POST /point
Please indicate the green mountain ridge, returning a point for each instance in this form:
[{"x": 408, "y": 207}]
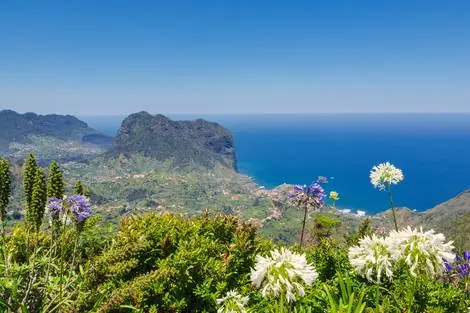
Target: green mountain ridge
[
  {"x": 157, "y": 164},
  {"x": 64, "y": 137},
  {"x": 196, "y": 143}
]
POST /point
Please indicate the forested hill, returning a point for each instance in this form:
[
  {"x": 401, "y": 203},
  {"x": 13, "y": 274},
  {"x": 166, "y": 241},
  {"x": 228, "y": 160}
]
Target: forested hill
[{"x": 196, "y": 143}]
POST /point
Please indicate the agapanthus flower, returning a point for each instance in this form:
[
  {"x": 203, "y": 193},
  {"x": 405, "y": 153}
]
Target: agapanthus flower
[
  {"x": 334, "y": 196},
  {"x": 461, "y": 266},
  {"x": 423, "y": 251},
  {"x": 385, "y": 174},
  {"x": 322, "y": 180},
  {"x": 79, "y": 207},
  {"x": 233, "y": 302},
  {"x": 282, "y": 274},
  {"x": 55, "y": 207},
  {"x": 372, "y": 259},
  {"x": 317, "y": 191}
]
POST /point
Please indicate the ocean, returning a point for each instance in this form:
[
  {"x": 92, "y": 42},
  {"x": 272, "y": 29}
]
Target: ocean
[{"x": 433, "y": 150}]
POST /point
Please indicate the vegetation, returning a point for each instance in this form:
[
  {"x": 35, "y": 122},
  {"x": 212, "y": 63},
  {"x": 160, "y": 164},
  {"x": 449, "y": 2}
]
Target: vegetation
[
  {"x": 187, "y": 143},
  {"x": 166, "y": 262}
]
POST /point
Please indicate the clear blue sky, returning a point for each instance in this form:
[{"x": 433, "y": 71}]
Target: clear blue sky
[{"x": 116, "y": 57}]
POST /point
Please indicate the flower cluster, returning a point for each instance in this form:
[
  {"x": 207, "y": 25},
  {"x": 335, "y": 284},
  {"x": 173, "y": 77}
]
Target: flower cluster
[
  {"x": 282, "y": 274},
  {"x": 423, "y": 252},
  {"x": 372, "y": 259},
  {"x": 55, "y": 207},
  {"x": 80, "y": 207},
  {"x": 76, "y": 208},
  {"x": 385, "y": 174},
  {"x": 312, "y": 196},
  {"x": 322, "y": 180},
  {"x": 461, "y": 265},
  {"x": 233, "y": 302},
  {"x": 334, "y": 196}
]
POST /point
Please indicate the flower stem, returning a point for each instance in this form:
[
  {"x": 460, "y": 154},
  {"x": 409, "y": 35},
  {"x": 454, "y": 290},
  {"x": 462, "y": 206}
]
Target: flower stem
[
  {"x": 303, "y": 227},
  {"x": 393, "y": 207}
]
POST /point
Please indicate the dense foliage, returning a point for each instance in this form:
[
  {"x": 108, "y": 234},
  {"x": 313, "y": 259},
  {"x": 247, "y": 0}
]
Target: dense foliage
[{"x": 165, "y": 262}]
=-=-=
● Work item: Each line above that contains "this" must be copied out.

● Answer space:
Please indicate the green mountain ridge, returning a point for each instance in this form:
Please indicate the forested hill, returning a point for each instance in this form:
Please indicate the agapanthus flower, returning a point for each instance in this form:
Please indicate the ocean, returning a point for each instance in this form:
Please indicate the vegetation, returning a point for each instance in this form:
Please indicate the clear blue sky, returning a point for each instance in this form:
Please indicate the flower cluster, returning a point for each instance in this form:
Please indicate the flower stem, returning a point for each instance in this form:
Please indicate the dense foliage, returning a point for each instance in this form:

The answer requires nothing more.